PROVIDED RECORDS:
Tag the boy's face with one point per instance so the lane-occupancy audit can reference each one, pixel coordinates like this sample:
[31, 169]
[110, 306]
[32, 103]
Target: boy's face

EXERCISE GOAL:
Rewrite the material above as a JSON list of strings, with one string per line and blank lines left out.

EXERCISE RESPONSE:
[
  "Tag the boy's face with one point per instance so the lane-occupancy audit can reference each one, pixel coordinates like this sample:",
  "[31, 169]",
  "[110, 306]",
  "[32, 103]",
  "Target: boy's face"
]